Exactly how many lines in the entries contain "pair"? Give that number alone.

[Opening RECORDS SHOWN section]

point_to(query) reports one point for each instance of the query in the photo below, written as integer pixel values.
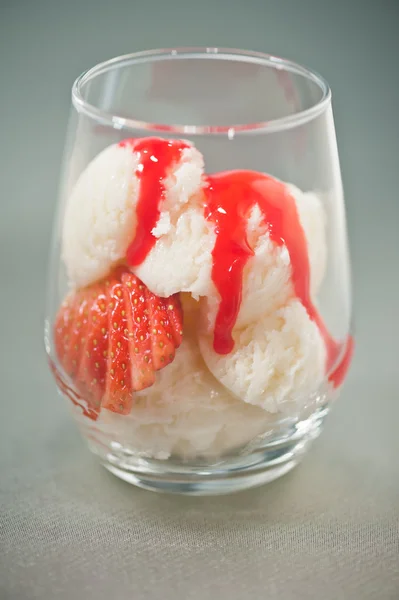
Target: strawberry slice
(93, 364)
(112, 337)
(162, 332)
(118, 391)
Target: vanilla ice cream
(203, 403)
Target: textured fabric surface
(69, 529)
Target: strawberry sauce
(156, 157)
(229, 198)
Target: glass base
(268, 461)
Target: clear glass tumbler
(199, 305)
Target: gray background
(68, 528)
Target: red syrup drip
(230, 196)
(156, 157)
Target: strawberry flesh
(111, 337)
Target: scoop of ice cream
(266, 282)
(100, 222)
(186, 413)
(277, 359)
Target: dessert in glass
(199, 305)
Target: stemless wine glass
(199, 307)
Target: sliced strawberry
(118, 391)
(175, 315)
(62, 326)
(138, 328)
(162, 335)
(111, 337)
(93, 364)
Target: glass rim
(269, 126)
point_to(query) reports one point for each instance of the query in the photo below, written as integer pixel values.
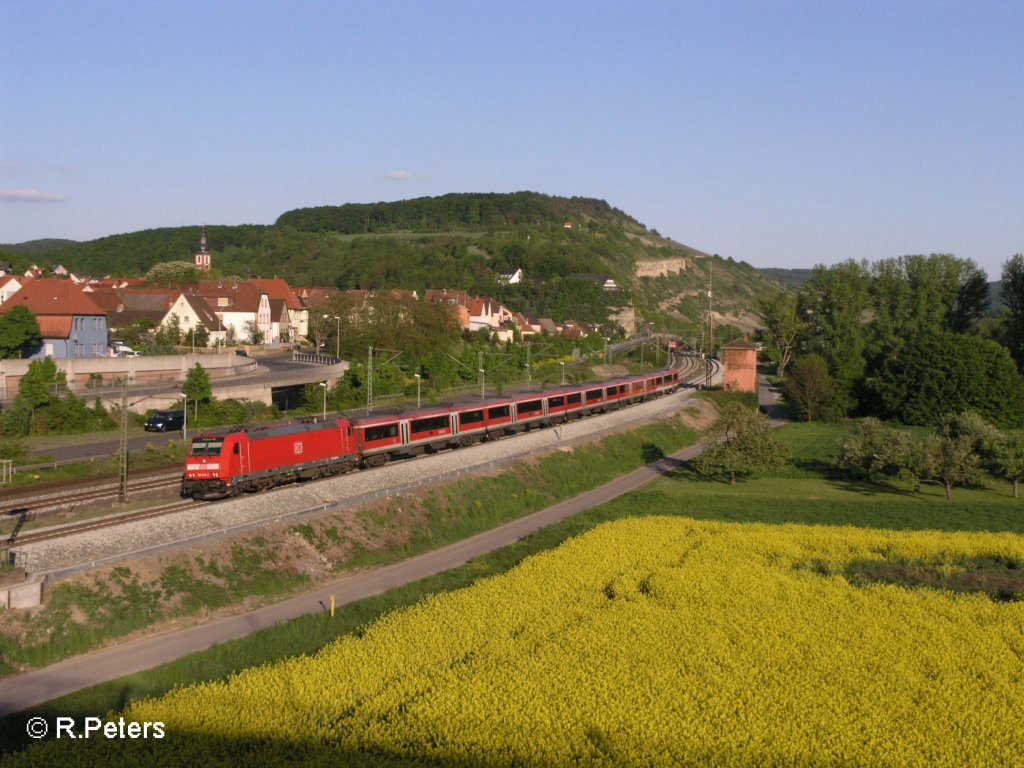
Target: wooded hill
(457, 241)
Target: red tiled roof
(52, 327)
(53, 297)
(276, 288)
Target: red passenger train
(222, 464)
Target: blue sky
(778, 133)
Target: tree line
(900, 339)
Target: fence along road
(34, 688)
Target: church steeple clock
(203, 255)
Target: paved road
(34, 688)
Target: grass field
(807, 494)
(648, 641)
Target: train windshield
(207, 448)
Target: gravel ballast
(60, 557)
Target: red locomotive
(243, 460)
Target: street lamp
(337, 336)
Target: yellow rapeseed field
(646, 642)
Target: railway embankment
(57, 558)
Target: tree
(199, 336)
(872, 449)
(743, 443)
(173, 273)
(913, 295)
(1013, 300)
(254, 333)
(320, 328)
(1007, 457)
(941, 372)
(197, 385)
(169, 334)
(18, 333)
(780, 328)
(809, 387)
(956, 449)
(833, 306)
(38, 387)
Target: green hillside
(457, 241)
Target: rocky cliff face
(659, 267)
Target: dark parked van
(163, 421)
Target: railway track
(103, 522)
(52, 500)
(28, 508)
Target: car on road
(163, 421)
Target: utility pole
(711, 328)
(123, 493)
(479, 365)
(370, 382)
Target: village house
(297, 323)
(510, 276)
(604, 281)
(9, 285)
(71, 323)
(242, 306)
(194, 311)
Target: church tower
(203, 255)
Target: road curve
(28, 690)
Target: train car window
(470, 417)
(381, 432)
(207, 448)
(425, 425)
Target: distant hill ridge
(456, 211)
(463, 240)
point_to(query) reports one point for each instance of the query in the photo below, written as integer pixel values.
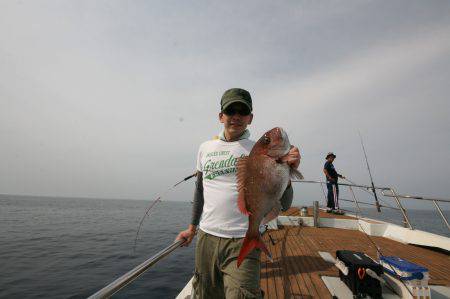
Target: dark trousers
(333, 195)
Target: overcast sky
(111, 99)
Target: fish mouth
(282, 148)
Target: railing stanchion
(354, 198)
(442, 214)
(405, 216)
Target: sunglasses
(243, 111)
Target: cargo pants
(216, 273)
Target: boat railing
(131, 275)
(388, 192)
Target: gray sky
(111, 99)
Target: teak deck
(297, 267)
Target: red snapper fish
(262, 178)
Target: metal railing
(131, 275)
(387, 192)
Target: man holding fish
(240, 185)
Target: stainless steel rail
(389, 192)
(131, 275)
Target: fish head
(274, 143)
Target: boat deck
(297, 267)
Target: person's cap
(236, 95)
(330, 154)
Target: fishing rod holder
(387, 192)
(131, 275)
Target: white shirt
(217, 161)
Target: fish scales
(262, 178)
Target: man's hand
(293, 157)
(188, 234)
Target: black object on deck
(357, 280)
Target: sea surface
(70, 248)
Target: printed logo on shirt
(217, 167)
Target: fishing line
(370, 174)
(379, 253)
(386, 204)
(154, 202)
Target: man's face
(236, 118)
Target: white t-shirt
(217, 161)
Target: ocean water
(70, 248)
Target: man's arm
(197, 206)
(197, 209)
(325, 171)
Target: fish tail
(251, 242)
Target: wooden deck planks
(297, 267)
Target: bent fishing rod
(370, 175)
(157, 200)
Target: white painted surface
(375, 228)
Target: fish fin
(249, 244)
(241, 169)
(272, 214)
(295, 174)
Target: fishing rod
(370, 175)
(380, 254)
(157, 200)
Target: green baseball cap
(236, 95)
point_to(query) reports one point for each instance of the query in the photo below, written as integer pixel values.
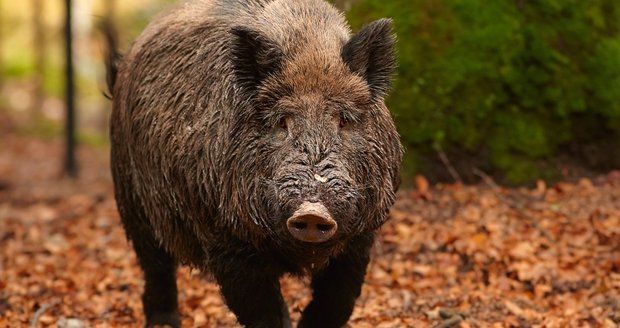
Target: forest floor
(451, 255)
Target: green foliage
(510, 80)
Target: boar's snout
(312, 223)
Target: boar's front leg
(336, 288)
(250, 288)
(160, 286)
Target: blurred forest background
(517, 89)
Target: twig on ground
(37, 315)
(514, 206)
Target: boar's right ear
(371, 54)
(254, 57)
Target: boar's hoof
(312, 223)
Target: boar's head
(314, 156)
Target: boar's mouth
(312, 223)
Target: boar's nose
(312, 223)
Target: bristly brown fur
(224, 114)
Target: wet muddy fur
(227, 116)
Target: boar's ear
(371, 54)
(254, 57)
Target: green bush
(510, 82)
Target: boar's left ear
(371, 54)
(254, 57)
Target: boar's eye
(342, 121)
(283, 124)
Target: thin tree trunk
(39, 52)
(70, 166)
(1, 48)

[Closing RECORDS SHOWN section]
[Opening RECORDS SHOWN section]

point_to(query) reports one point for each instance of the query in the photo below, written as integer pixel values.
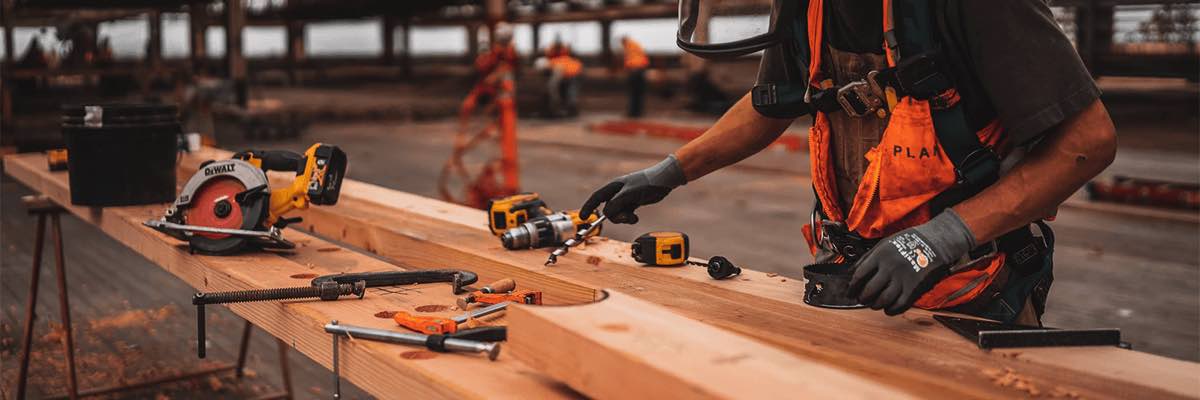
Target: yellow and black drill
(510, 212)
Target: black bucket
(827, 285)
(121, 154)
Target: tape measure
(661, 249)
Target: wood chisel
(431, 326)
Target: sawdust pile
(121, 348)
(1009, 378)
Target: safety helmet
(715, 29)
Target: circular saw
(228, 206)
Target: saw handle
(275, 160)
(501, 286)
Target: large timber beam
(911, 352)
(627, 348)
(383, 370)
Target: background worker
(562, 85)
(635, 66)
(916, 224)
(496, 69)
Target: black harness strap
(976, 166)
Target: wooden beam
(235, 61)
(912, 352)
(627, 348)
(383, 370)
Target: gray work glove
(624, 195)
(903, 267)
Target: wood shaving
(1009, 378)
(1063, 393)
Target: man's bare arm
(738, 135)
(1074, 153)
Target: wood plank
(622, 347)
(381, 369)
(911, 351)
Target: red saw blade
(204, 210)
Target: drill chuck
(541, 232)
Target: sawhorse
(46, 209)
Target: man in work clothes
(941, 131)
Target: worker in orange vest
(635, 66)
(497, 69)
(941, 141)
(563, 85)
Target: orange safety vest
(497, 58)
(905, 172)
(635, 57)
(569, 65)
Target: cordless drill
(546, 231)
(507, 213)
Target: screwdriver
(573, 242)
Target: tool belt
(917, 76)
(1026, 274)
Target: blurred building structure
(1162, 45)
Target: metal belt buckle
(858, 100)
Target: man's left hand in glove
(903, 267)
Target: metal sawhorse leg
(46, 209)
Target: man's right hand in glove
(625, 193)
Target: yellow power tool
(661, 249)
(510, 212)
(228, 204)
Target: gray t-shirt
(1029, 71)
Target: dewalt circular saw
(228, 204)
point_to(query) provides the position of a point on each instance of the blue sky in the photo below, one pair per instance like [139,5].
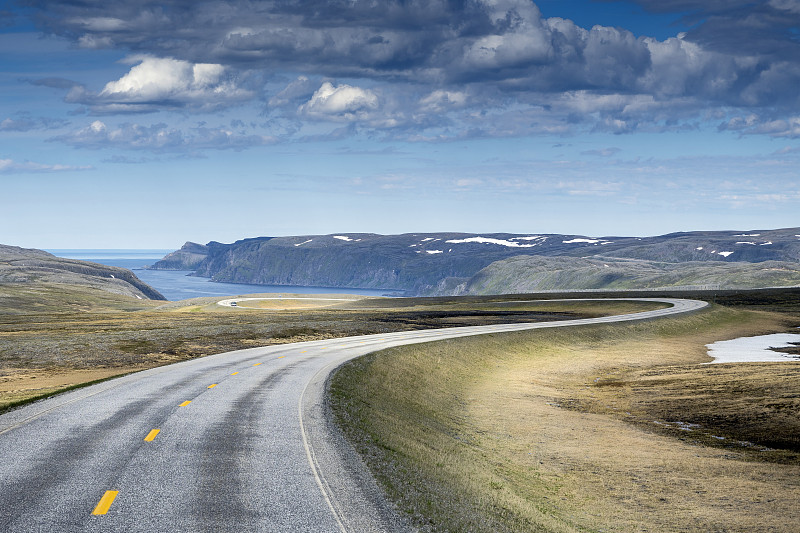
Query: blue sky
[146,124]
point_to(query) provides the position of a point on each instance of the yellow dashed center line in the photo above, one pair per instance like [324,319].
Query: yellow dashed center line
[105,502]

[Closing RECORDS SHOWN section]

### WRITTEN REPLY
2